Retype the material below. Keep every word exactly as it is.

################

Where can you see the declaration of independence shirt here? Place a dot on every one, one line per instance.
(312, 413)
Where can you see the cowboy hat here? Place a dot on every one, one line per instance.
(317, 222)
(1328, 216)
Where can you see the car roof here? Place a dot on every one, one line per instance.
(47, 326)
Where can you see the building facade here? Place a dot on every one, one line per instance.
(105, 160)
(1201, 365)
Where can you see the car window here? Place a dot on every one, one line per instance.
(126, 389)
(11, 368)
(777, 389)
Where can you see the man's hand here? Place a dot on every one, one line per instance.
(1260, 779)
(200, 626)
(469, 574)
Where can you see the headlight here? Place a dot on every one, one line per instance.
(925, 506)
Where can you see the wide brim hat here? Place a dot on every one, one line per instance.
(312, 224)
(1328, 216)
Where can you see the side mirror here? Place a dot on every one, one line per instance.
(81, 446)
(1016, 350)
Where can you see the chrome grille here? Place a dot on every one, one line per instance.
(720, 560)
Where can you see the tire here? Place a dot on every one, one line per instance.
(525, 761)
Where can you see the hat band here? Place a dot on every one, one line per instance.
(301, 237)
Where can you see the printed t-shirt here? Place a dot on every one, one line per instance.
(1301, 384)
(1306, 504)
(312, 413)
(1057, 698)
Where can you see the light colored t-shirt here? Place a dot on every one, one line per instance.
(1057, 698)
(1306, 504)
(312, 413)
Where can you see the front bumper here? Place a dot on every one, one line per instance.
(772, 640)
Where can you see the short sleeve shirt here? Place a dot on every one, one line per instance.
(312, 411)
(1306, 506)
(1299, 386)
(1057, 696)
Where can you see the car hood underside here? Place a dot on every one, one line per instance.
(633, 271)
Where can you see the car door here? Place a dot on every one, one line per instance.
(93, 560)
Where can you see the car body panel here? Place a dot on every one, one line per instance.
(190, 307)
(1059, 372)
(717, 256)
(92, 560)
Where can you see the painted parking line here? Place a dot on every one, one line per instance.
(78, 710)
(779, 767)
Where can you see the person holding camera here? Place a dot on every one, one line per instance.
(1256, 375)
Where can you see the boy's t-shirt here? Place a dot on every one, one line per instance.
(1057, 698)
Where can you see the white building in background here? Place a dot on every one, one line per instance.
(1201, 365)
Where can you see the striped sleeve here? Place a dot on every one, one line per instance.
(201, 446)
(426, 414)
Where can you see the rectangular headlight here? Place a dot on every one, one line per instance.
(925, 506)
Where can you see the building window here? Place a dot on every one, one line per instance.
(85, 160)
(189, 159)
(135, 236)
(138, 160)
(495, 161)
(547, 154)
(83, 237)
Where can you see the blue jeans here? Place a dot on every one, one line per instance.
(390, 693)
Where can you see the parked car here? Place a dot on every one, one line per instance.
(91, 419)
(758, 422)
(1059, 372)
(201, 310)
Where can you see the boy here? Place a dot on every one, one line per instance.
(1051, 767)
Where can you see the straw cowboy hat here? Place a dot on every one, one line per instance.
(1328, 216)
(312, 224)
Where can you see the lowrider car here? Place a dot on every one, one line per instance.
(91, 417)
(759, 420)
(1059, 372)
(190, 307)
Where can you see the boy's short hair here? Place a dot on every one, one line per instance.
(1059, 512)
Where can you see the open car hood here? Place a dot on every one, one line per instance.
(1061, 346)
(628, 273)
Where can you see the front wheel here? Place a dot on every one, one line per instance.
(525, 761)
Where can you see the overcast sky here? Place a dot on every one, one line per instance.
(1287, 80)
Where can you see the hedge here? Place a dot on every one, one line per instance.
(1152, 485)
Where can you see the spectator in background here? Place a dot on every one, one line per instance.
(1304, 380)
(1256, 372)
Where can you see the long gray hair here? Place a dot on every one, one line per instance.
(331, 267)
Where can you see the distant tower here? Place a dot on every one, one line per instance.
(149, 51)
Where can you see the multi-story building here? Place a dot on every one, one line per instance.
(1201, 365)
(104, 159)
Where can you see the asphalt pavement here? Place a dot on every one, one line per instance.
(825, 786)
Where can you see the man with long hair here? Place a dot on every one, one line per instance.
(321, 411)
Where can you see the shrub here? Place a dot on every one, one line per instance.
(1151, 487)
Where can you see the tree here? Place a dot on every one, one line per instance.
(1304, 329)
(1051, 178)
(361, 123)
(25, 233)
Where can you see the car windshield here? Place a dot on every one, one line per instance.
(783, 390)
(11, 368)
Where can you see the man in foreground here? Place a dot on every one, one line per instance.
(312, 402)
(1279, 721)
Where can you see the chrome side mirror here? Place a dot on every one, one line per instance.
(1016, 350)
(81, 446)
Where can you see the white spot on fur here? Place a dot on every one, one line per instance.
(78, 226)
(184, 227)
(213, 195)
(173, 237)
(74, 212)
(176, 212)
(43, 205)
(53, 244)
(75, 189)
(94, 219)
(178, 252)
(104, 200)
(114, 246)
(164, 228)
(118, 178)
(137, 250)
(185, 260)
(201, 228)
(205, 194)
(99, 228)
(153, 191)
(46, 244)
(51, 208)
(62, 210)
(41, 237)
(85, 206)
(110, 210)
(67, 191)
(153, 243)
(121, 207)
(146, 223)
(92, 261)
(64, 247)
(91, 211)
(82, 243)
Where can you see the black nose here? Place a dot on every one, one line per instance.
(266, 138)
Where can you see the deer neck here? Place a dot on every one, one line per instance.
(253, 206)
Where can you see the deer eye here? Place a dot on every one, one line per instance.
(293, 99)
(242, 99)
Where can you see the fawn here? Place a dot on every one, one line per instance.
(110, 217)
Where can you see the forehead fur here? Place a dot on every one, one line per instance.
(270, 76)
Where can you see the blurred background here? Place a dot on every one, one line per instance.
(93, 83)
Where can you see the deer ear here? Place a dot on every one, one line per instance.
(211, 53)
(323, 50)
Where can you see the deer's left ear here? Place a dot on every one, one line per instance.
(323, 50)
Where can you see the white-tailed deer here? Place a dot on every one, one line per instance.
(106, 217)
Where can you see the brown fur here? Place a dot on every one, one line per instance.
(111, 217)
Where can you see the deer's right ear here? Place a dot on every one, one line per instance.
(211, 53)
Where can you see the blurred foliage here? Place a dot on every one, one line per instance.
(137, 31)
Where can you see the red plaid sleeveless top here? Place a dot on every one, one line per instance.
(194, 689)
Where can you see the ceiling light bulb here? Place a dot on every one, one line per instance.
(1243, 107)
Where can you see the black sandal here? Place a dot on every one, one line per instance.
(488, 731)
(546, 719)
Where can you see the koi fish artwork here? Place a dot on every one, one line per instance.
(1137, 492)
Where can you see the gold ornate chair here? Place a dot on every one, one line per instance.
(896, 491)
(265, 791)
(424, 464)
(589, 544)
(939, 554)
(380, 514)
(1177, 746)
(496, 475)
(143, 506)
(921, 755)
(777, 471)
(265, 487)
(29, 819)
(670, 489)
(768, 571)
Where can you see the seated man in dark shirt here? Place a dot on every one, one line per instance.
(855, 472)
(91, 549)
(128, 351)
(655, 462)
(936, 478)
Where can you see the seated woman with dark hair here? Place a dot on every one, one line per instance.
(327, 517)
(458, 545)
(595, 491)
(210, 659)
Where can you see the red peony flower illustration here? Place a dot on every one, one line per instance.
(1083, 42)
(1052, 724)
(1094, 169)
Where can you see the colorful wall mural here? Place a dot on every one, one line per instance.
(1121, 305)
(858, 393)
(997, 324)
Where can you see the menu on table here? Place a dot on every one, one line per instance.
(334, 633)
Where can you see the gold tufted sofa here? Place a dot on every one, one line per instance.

################

### Output for this exercise
Where can you see the declaration of independence shirt here? Place a dot on every one, one line per instance.
(312, 413)
Where can you see the cowboy hat here? Place a dot on every one, one line per instance.
(317, 222)
(1328, 216)
Where can you see the car roof here? Place a dot on every one, one line per instance.
(47, 326)
Where can you see the building facade here? Place a dot on every one, one line per instance.
(105, 160)
(1201, 365)
Where can you see the car window here? Place a dot on every one, one line per instance.
(126, 389)
(11, 368)
(777, 389)
Where can you see the man's hand here? Place a dot on every one, one line per instance.
(1260, 779)
(200, 626)
(469, 574)
Where can you see the headlight here? Place a dot on every one, one line per instance.
(925, 506)
Where can you see the wide brim hat here? Place a dot on every one, one line per instance.
(312, 224)
(1328, 216)
Where can you see the side mirror here? Place a dot on every one, one line per instance.
(81, 446)
(1016, 350)
Where can you see the chrome grille here? Place a dot on every one, one line per instance.
(720, 560)
Where can you see the tire here? Place a dot on every one, one line per instance.
(525, 761)
Where can you see the hat band here? Place a dot on every one, one line per instance.
(301, 237)
Where can you see the printed t-shirt here? Place a dot on every one, one line per instance.
(1301, 384)
(1306, 504)
(312, 413)
(1057, 698)
Where can you see the light colored t-shirt here? Place a dot on every one, one line per instance.
(1057, 698)
(1306, 504)
(312, 413)
Where can you see the front bumper here? Place a dot on every one, one line per instance.
(772, 640)
Where can you see the short sleeve shirt here? Place a dot on every one, one line per instance.
(312, 411)
(1306, 506)
(1299, 386)
(1057, 696)
Where can you see the car hood underside here? Place a dot on every one, one line per instance.
(633, 271)
Where can you see the car door here? Place a dot on every one, one line per instance.
(93, 560)
Where can you see the car body panel here? Place a dot on every one, one line per instance.
(190, 307)
(1059, 372)
(717, 256)
(92, 560)
Where can you see the painted parking line here? Place a dot on every one, one line per instance.
(78, 710)
(779, 767)
Where can you see the person holding camera here? Place a dot on every one, one line per instance.
(1256, 375)
Where can you see the boy's t-shirt here? Place a dot on every one, one line per instance.
(1057, 698)
Where can you see the white building in background here? Place a dot on every one, one line per instance.
(1201, 365)
Where can you see the striped sleeve here? Place a dot on every one, one line per instance.
(201, 446)
(426, 414)
Where can you see the rectangular headlight here? Place a dot on every one, one line per instance.
(925, 506)
Where can you see the building window here? Place a dot on every one, one line per instance.
(85, 160)
(189, 159)
(135, 236)
(138, 160)
(495, 161)
(547, 154)
(83, 237)
Where can you see the blue jeans here? Place a dot on every one, one line per instance.
(390, 693)
Where can you see the parked car here? Place a dot on every one, one line per instance.
(91, 419)
(758, 422)
(1059, 372)
(201, 310)
Where can you see the boy here? Place a dot on every one, one line per instance.
(1051, 767)
Where can you see the straw cowboy hat here? Place a dot on every one, one line per instance.
(1328, 216)
(312, 224)
Where can you see the lowrider car here? Place a dot on every one, one line per instance.
(91, 417)
(759, 420)
(1059, 372)
(190, 307)
Where can you see the boy's short hair here? Place a dot on every one, one line per instance.
(1059, 512)
Where can you see the open car hood here? Place a dot on every one, one line per instance.
(1061, 346)
(628, 273)
Where can you see the front wheel here? Place a dot on every one, one line per instance.
(525, 761)
Where can you see the overcast sky here? Place a dot on every one, one line per instance.
(1287, 80)
Where can you see the hedge here? Place a dot on every one, one line per instance.
(1152, 485)
Where can you see the spectator in background here? Place a dot on every one, one line per instance.
(1304, 380)
(1256, 372)
Where can you see the long gray hair here? Place a dot on every one, one line per instance.
(331, 267)
Where can you see the distant tower here? Place a dot on every one, one line per instance.
(149, 51)
Where can you see the multi-story building here? Place a dot on every one, one line per instance.
(1201, 365)
(104, 159)
Where can you see the asphalt pavement here? Place a dot on every one, one line per instance.
(825, 786)
Where can you see the man with long hair here? Place a dot on every one, one line per instance.
(321, 411)
Where can you see the shrub here? Place a dot on every one, one line per instance.
(1151, 487)
Where can you see the tree here? Place a dot on every one, one line per instance.
(1304, 329)
(1051, 178)
(361, 123)
(25, 233)
Where can you see the car windshield here? Place a dot on every one, one line per instance.
(783, 390)
(11, 368)
Where can you see the man in foreground here? Place a dot on every one, one line per instance.
(312, 402)
(1279, 721)
Where can you see the chrome side mirror here? Place a dot on every one, one line per instance.
(1016, 350)
(81, 446)
Where can you see the white spot on fur here? Place a dot on every one, one line per instance.
(78, 226)
(184, 227)
(213, 195)
(173, 237)
(74, 212)
(176, 212)
(43, 205)
(53, 244)
(75, 189)
(94, 219)
(178, 252)
(104, 200)
(114, 246)
(164, 228)
(118, 178)
(137, 250)
(185, 260)
(201, 228)
(205, 194)
(99, 228)
(153, 191)
(46, 244)
(51, 208)
(62, 210)
(41, 237)
(85, 206)
(110, 210)
(67, 191)
(153, 243)
(121, 207)
(146, 223)
(92, 261)
(64, 247)
(91, 211)
(82, 243)
Where can you see the black nose here? Place a dot on every one, one line per instance.
(266, 138)
Where can you see the deer neck here? Place a dot on every one, one line per instance.
(253, 206)
Where can you see the deer eye here? Place a dot on every one, one line per instance.
(293, 99)
(242, 99)
Where can you see the fawn here? Place a dot on every one, one line per instance.
(110, 217)
Where can you see the forehead fur here? Place a dot on every one, one line per instance.
(270, 76)
Where can you see the blurred background here? Place a dot on every one, one line per instance.
(93, 83)
Where can you see the deer ear here? Place a dot on every one, one line per instance.
(211, 53)
(323, 50)
Where can you see the deer's left ear here? Place a dot on every one, one line per instance.
(323, 50)
Where can you see the white-tailed deer here? Place a dot on every one, one line per instance.
(106, 217)
Where can you see the brown fur here? Place a dot on every one, one line per instance.
(111, 217)
Where can you see the deer's right ear here? Place a dot on every one, one line per instance.
(211, 53)
Where can you see the blurred foliage here? Place a dot on every one, one line per instance.
(137, 31)
Where can you see the red plaid sleeveless top here? Place a dot on every one, one line per instance.
(194, 689)
Where can you see the ceiling light bulb here? Place a dot on every one, one line per instance.
(1243, 107)
Where can you see the black sandal here? Place a dot on every one, one line per instance.
(488, 731)
(546, 719)
Where can you see the koi fish artwork here? Place a dot on every one, one line per instance.
(1137, 492)
Where can you see the gold ornate chair here? Place a dot on every one, one line per instance.
(896, 491)
(265, 791)
(424, 464)
(589, 544)
(939, 554)
(380, 514)
(1177, 746)
(496, 475)
(143, 506)
(921, 755)
(777, 471)
(265, 487)
(29, 819)
(670, 489)
(768, 571)
Where can you see the seated man in dark shirt here? Place a dot on every one, one line per instance.
(855, 472)
(91, 549)
(128, 351)
(655, 462)
(936, 478)
Where can you see the seated woman with dark hair here? Place a dot on every one, one line per instance.
(327, 517)
(458, 545)
(595, 491)
(210, 659)
Where can you see the red peony flower illustration here? Place a dot on every one, one line per instance.
(1083, 42)
(1052, 724)
(1094, 169)
Where can you see the colorful wall mural here? Place a dot on every one, one line per instance.
(1121, 305)
(858, 393)
(997, 324)
Where can you see the menu on table here? Place a dot on every one, one line per instance.
(334, 633)
Where can you see the gold tufted sofa here? Place a dot on every one, one line per instance.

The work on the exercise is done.